Write out the data from its first line up to and including the line with "123], [70, 124]]", reproducing those lines without any change.
# START OF Data provided
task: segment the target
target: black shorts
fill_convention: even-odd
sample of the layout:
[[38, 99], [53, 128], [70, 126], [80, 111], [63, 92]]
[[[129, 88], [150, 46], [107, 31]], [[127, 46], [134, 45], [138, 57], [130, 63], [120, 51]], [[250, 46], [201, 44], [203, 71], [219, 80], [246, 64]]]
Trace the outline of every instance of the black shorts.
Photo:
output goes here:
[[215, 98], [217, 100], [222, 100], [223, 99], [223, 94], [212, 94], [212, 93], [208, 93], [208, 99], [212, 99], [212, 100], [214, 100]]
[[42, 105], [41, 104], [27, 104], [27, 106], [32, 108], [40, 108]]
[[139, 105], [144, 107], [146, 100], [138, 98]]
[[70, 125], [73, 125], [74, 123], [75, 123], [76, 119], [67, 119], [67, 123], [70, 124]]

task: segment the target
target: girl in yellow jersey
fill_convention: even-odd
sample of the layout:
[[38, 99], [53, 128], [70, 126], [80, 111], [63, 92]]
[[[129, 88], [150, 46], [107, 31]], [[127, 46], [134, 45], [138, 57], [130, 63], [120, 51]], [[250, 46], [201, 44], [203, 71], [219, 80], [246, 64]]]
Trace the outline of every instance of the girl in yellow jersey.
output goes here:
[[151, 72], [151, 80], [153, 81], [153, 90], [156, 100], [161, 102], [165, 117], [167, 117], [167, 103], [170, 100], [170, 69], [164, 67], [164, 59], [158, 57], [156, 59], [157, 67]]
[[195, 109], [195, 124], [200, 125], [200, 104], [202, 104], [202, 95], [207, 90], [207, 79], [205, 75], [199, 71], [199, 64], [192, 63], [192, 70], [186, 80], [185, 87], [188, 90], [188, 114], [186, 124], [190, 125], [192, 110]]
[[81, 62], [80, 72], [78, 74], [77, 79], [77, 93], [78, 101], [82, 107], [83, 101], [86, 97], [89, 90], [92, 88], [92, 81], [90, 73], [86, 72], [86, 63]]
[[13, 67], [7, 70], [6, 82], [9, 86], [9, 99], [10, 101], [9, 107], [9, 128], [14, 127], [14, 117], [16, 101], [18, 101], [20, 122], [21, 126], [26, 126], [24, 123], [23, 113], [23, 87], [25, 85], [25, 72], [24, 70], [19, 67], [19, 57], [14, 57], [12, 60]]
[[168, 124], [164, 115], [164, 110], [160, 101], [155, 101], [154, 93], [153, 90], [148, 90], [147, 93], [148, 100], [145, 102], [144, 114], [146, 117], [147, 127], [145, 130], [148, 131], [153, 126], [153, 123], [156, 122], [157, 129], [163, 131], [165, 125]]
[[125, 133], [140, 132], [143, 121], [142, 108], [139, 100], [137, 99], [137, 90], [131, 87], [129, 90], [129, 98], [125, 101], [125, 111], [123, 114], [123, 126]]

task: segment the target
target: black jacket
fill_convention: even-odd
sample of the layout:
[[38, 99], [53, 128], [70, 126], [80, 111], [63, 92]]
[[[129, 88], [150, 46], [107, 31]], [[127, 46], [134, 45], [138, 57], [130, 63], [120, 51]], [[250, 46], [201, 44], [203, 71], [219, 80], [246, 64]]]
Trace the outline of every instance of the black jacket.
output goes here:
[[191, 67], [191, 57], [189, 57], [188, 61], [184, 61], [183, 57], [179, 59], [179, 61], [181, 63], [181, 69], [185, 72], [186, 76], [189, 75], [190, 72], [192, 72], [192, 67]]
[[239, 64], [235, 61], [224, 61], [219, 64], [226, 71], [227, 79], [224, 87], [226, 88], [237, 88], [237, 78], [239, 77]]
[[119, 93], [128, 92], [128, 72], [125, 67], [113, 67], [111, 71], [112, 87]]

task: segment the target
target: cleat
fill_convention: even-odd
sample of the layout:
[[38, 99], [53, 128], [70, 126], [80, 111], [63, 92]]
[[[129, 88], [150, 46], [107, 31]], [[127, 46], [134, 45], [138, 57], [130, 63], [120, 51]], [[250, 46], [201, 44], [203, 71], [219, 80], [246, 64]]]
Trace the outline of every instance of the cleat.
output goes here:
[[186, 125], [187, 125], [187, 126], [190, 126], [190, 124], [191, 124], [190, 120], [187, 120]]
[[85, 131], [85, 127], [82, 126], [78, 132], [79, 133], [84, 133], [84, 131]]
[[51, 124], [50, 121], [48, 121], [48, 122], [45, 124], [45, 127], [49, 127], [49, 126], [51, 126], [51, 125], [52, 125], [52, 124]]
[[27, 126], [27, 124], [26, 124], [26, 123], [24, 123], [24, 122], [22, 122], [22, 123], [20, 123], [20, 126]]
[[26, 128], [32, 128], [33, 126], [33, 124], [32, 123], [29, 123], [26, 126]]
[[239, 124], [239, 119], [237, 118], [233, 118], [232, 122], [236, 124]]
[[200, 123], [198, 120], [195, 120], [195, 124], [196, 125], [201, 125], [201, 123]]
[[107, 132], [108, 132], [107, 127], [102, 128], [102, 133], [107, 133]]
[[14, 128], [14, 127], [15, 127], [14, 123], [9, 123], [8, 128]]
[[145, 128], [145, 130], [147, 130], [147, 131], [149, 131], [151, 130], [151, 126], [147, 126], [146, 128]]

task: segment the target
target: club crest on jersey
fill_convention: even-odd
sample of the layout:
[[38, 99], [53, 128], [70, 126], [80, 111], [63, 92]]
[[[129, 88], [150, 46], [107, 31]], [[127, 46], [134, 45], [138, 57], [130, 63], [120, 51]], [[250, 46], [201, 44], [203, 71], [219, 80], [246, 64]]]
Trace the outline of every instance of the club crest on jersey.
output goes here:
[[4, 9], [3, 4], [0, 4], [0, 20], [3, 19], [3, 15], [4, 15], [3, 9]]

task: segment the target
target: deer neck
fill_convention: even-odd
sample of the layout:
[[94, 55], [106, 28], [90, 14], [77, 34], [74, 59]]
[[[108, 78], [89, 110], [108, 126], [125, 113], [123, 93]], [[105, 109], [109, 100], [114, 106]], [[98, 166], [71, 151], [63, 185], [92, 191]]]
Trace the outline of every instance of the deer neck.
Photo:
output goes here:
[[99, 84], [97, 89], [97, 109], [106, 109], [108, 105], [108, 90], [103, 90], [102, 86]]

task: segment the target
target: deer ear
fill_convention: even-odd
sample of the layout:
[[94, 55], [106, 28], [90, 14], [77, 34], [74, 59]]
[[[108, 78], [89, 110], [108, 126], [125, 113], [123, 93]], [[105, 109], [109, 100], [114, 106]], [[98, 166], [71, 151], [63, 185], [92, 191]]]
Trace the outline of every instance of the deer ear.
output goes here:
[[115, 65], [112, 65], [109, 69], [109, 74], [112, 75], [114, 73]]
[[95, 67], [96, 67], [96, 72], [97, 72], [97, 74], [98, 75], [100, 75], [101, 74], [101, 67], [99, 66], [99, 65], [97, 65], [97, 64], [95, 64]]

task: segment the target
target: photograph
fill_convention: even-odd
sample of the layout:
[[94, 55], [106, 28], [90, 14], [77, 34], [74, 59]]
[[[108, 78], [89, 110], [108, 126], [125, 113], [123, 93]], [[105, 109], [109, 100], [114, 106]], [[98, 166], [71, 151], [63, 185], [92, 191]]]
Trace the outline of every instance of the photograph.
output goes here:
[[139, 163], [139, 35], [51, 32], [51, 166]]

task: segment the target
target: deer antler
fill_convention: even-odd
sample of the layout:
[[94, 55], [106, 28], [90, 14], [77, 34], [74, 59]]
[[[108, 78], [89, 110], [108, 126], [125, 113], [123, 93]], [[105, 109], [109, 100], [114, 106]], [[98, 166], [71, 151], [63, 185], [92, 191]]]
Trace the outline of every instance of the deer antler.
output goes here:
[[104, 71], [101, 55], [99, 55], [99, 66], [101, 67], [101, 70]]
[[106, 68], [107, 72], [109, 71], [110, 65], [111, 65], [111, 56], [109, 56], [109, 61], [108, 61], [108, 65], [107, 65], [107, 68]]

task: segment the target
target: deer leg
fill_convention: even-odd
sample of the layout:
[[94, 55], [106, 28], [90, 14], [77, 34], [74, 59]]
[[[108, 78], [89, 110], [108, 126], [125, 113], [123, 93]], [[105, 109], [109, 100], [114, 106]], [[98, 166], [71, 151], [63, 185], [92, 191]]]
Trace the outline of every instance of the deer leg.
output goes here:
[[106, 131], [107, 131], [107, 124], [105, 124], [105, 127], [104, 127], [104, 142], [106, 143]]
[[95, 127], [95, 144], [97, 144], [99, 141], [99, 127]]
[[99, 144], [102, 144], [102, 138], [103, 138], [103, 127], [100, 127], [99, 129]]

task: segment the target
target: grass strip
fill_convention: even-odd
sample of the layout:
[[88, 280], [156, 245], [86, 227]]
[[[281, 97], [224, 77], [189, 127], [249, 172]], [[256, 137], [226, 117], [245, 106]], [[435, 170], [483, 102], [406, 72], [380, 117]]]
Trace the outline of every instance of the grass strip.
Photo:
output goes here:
# END OF Data provided
Result for this task:
task: segment the target
target: black shorts
fill_convention: even-odd
sample of the layout:
[[38, 99], [53, 128], [70, 126], [80, 111], [63, 92]]
[[[129, 88], [150, 46], [107, 31]], [[127, 46], [134, 45], [138, 57], [130, 63], [120, 51]], [[250, 46], [201, 44], [203, 71], [219, 80], [246, 64]]]
Trace the outline of every instance of the black shorts.
Photo:
output goes here:
[[215, 98], [217, 100], [222, 100], [223, 99], [223, 94], [212, 94], [212, 93], [208, 93], [208, 99], [212, 99], [212, 100], [214, 100]]
[[42, 105], [41, 104], [27, 104], [27, 106], [32, 108], [40, 108]]
[[139, 105], [144, 107], [146, 100], [138, 98]]
[[70, 125], [73, 125], [74, 123], [75, 123], [76, 119], [67, 119], [67, 123], [70, 124]]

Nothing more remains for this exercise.